Problem description — Each line that includes the word "roof" should be copied from the records.

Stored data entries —
-=-=-=-=-

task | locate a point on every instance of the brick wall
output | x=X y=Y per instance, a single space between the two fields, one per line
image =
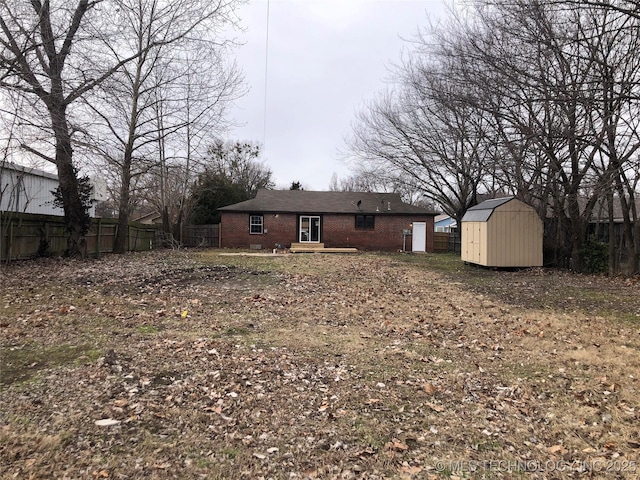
x=337 y=231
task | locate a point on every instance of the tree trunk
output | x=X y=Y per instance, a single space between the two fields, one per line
x=120 y=242
x=75 y=213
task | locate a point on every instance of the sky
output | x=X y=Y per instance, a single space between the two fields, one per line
x=323 y=60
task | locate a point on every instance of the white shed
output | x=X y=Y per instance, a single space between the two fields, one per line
x=29 y=190
x=502 y=232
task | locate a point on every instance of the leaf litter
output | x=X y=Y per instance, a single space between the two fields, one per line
x=195 y=365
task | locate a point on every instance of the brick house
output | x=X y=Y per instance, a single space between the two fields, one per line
x=366 y=221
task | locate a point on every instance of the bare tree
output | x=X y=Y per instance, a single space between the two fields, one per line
x=45 y=55
x=150 y=93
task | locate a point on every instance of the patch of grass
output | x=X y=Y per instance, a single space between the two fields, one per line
x=20 y=363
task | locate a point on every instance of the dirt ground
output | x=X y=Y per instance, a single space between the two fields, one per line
x=196 y=365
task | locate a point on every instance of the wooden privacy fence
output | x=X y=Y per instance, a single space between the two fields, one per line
x=444 y=242
x=24 y=236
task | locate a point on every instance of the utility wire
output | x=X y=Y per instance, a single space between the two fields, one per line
x=266 y=76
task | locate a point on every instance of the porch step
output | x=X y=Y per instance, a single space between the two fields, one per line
x=308 y=246
x=318 y=248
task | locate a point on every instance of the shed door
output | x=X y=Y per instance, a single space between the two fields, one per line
x=419 y=237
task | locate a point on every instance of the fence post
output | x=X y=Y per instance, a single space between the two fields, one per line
x=10 y=240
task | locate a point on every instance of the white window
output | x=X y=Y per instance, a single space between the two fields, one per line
x=255 y=224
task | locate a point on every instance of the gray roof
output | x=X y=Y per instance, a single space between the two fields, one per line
x=482 y=211
x=304 y=201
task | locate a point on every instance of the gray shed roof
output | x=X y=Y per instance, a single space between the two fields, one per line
x=482 y=211
x=303 y=201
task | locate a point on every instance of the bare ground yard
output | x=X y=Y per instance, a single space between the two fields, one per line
x=196 y=365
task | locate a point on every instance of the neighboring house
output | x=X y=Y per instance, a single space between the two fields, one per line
x=444 y=223
x=29 y=190
x=366 y=221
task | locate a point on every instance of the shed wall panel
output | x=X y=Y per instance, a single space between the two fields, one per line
x=511 y=237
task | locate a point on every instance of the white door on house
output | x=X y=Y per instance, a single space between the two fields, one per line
x=419 y=237
x=309 y=229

-=-=-=-=-

Your solution —
task | locate a point on every instance of the gray roof
task | locate a point on every instance of the gray shed roof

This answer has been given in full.